▸ **Records from a data collection**
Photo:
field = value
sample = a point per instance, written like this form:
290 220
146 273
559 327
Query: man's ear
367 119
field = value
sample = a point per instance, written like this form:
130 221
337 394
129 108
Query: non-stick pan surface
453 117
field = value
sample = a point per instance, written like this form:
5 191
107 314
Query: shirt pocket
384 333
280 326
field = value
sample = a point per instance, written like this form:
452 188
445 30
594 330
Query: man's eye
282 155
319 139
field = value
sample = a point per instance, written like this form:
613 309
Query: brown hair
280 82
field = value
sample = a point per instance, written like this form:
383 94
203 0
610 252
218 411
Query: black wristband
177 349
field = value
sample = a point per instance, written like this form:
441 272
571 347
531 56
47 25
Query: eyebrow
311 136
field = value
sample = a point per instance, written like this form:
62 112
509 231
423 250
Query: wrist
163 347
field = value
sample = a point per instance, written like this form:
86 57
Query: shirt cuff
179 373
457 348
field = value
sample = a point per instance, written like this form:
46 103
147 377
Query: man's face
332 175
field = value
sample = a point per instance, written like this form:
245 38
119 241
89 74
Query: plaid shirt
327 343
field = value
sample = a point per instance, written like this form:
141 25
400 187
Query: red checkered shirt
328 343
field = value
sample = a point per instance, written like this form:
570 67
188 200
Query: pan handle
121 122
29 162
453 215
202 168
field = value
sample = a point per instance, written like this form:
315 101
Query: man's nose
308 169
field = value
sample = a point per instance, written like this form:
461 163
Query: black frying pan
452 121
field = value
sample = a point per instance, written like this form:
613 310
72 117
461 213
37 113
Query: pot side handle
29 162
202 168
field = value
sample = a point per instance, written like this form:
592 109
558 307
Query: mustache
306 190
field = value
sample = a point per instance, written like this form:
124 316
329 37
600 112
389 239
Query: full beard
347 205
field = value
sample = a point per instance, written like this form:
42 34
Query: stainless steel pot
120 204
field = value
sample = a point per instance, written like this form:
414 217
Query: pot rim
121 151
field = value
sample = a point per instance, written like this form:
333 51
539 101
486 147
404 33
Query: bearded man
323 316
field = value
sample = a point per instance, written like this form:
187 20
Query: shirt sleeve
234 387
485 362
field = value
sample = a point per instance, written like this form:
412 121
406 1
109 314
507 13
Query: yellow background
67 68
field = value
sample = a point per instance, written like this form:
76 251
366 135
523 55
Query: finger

▸ **EXERCISE DIRECTIONS**
Every line of the records above needs to be given again exactly.

▸ **RESULT**
Photo:
field = value
sample = a point per instance, written like this form:
290 220
146 273
559 327
Query: man's ear
367 119
field = value
sample = a point per instance, written like this form:
130 221
337 394
129 108
Query: non-stick pan surface
453 117
field = value
sample = a point per instance, written like this form:
5 191
107 314
Query: shirt pocket
384 333
280 326
field = value
sample = a point per instance, written like this form:
452 188
445 30
594 330
Query: man's eye
282 155
319 139
field = value
sample = a point per instance, written like this form:
613 309
Query: brown hair
280 82
field = value
sample = a point per instance, written like this form:
383 94
203 0
610 252
218 411
Query: black wristband
177 349
field = value
sample = a point per instance, written like this form:
441 272
571 347
531 56
47 25
Query: eyebrow
311 136
field = value
sample = a point per instance, written like this form:
62 112
509 231
423 250
Query: wrist
163 347
field = value
sample = a point per instance, written like this form:
86 57
Query: shirt cuff
179 373
457 348
field = value
sample = a point per instance, written like this form:
46 103
147 377
Query: man's face
332 175
field = value
sample = a point per instance, written like this form:
245 38
119 241
89 74
Query: plaid shirt
327 343
field = value
sample = a point per instance, written like this form:
141 25
400 187
Query: red checkered shirt
328 343
field = value
sample = a point per instance, written like this form:
570 67
188 200
Query: pan handle
121 122
29 162
453 215
202 168
field = value
sample = a point per instance, written like this form:
315 101
Query: man's nose
308 169
field = value
sample = a point per instance, written like this form:
461 163
Query: black frying pan
452 121
field = value
sample = a point per instance, written like this form:
613 310
72 117
461 213
37 113
Query: pot side handle
29 162
202 168
field = value
sample = a point per instance, written like this form:
592 109
558 307
Query: mustache
306 190
field = value
sample = a point per instance, written like this form:
124 316
329 37
600 112
389 239
Query: full beard
347 205
field = value
sample = a point per instance, written like this form:
42 34
Query: stainless steel pot
120 204
field = value
sample = a point per instance, written like this form:
414 217
Query: pot rim
121 151
field = value
sample = a point per instance, written like this form:
333 51
539 101
486 147
404 33
Query: bearded man
323 316
field = value
sample = a point per instance, written like this form:
187 20
Query: shirt sleeve
234 387
485 362
field = value
sample = a point per instance, written like this form:
412 121
406 1
109 314
507 13
Query: yellow background
67 68
field = value
sample = a point per instance, written like this form:
76 251
366 135
523 55
Query: finger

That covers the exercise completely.